▸ SUPPLIED INFORMATION:
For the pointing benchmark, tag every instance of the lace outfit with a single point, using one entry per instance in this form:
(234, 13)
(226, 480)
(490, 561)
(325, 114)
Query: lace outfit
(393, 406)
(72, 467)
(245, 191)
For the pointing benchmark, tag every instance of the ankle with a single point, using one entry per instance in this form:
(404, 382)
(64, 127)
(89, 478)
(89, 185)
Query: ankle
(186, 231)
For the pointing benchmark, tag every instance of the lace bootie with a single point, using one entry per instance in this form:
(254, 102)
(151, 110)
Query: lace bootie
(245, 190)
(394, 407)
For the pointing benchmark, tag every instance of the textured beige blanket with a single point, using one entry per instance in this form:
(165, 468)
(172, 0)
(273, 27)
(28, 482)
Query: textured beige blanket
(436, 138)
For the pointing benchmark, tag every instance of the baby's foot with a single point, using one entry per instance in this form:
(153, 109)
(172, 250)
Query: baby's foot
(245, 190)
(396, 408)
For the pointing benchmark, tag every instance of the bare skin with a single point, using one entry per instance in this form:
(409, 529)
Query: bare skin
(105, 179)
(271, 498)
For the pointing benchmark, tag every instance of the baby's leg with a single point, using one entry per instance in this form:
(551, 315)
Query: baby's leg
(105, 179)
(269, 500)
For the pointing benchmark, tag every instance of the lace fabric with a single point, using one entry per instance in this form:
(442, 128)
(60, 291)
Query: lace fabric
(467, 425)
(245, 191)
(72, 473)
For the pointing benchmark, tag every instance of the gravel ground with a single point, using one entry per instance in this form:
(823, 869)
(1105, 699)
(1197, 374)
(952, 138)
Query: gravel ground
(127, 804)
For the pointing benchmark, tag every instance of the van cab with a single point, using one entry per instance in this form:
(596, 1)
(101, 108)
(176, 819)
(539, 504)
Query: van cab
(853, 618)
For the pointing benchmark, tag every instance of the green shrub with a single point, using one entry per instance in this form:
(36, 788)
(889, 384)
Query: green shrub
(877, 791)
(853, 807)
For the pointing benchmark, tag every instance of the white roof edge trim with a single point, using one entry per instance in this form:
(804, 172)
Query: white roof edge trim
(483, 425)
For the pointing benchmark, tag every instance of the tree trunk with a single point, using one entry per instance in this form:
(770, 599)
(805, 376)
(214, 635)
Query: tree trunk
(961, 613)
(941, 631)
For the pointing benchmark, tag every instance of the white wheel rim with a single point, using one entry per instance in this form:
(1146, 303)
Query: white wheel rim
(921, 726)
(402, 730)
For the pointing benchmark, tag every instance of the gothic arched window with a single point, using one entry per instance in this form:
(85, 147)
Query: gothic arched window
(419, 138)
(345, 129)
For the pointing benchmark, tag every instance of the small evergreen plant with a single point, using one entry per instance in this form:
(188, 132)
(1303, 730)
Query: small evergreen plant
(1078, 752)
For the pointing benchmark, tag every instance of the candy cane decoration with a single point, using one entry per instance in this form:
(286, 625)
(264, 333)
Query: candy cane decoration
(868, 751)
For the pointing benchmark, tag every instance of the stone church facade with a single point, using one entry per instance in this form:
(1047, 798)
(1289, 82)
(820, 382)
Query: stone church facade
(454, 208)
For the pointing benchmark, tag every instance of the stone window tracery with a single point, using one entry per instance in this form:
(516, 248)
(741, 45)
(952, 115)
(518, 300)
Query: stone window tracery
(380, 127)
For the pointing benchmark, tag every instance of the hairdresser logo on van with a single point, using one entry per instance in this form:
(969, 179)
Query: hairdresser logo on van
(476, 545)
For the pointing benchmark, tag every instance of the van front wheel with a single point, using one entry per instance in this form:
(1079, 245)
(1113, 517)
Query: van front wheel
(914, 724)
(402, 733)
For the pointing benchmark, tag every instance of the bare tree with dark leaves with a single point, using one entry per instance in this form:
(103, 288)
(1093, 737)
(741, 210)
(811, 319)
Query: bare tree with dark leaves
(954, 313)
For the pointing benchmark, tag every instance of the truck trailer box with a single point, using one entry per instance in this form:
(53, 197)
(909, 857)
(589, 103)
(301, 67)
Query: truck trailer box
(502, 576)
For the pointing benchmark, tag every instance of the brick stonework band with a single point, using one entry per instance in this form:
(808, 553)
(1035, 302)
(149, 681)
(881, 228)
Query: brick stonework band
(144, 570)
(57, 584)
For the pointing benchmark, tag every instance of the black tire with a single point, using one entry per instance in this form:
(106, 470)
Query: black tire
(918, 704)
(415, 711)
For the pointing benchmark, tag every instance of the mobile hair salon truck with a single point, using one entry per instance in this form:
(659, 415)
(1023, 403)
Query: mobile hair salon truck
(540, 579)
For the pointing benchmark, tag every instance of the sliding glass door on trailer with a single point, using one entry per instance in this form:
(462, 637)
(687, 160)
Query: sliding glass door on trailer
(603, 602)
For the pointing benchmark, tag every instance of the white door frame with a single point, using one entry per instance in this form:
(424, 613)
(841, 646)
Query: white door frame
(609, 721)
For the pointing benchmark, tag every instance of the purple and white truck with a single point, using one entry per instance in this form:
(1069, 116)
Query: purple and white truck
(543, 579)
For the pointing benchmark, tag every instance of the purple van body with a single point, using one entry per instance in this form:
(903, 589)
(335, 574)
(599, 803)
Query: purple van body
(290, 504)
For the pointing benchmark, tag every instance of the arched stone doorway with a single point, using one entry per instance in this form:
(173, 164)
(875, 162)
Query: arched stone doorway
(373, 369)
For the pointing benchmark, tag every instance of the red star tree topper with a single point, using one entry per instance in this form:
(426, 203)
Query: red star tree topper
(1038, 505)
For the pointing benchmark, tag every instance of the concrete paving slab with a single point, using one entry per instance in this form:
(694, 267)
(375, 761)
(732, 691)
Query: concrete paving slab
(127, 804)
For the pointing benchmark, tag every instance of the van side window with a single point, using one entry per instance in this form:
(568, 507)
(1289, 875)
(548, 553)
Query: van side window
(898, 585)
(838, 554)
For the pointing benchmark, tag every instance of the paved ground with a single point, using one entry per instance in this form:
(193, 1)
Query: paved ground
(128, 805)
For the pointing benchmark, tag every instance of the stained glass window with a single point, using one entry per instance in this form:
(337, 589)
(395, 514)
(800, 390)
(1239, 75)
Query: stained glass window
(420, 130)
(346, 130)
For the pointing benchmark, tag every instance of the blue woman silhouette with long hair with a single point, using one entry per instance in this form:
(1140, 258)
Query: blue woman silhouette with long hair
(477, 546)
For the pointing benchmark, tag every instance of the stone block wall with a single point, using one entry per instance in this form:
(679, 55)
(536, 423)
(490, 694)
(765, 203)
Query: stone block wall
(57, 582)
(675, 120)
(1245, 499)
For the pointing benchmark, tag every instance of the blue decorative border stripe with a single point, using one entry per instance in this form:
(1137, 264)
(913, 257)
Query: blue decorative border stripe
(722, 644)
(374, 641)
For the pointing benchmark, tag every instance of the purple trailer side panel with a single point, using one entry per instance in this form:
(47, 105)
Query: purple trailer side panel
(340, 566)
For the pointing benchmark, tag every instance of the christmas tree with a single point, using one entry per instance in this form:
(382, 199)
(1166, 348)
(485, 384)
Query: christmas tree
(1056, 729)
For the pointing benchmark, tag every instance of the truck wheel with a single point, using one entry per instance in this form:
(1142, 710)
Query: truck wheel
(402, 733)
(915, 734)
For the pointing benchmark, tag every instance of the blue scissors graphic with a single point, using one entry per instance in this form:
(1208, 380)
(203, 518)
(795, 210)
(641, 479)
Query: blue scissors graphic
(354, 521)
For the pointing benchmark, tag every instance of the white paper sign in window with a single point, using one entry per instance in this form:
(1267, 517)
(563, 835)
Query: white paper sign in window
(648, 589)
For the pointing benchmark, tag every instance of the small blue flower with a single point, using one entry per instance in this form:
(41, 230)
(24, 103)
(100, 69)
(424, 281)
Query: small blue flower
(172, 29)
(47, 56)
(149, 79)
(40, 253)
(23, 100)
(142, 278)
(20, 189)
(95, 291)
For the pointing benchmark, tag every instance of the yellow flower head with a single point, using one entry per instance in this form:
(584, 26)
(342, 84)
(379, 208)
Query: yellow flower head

▸ THE TASK: Format the data as a numbered list, skipping blank lines: begin at the line containing "For the pointing benchmark, tag every instance of the sliding" and stop after the line containing "(1038, 505)".

▸ EXERCISE OUTPUT:
1. For the pointing benchmark, tag every instance of the sliding glass door on trailer with a single point, using one entry per instance in this form:
2. (462, 637)
3. (687, 160)
4. Query: sliding glass door on trailer
5. (603, 602)
6. For the pointing benchmark, tag every instance of the white door frame with a single point, using one entry per instance in this form:
7. (424, 613)
8. (841, 646)
9. Query: white door frame
10. (609, 721)
11. For the pointing benchmark, tag every instance of the purple and white truck with a single point, using one entry per instance in this form:
12. (1069, 116)
13. Query: purple and white truck
14. (543, 579)
15. For the pointing benchmark, tag every instance of the purple van body with a single point, using one entry per instance in this form:
16. (903, 589)
17. (335, 574)
18. (599, 803)
19. Query: purple van body
20. (290, 504)
21. For the pointing benchmark, tag every instance of the arched stone doorway with a single point, using one entry per instance in this form:
22. (173, 164)
23. (875, 162)
24. Query: arched stone doorway
25. (373, 369)
26. For the pointing benchmark, tag every instance of the red star tree topper with a single point, using one entry per instance in this form:
27. (426, 203)
28. Query: red star tree topper
29. (1038, 505)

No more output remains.